#### [Stored records]
*** Block opens ***

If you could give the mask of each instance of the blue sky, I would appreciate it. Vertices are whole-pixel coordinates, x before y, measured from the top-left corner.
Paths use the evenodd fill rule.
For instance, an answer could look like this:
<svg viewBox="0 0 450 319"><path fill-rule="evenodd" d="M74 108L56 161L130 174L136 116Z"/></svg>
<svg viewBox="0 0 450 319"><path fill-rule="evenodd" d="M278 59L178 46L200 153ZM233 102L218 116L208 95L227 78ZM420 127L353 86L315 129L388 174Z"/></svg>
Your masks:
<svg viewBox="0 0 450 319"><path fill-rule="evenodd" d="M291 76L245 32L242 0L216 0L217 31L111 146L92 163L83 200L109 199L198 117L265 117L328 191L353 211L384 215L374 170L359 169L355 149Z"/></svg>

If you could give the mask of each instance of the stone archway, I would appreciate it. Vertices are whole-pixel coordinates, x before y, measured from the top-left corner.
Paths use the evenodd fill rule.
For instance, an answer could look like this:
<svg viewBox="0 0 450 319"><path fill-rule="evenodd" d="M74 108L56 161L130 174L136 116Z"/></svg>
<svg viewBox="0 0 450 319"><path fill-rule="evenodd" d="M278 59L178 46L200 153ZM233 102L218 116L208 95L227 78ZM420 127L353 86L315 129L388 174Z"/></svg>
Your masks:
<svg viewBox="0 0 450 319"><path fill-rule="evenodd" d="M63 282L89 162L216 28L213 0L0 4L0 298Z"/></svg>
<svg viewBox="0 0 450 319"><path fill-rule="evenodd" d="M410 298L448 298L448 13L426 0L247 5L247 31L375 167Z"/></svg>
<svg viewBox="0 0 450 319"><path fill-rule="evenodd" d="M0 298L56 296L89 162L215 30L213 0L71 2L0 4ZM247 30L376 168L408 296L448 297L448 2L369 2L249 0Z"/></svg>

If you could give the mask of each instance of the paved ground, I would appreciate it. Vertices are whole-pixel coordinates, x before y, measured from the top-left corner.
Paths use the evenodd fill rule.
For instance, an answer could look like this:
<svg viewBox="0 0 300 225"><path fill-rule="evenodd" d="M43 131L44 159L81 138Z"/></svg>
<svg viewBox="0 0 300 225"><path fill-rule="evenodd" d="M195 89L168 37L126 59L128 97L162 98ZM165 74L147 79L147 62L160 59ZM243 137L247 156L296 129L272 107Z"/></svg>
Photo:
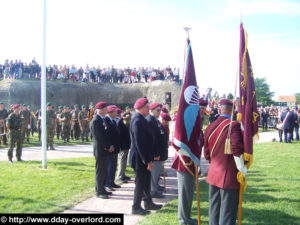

*** Block closes ***

#### [Task goal]
Filter the entries and copy out every line with the word "appreciate".

#### [Output]
If you could give the mask of each instance of the blue sky, I would appreciate it. Vertices are whole-pixel coordinates, x before y, measured from the top-left corner.
If you could give the mask of each instance of the stone archway, I would appreciate it. Vertices are whole-pixel coordinates, x before y, measured from the top-left corner.
If you could give the mask of each instance of the paved ground, I would appreciate it. Vertices are whole-pixel coordinates, x before y, measured from the top-left corner.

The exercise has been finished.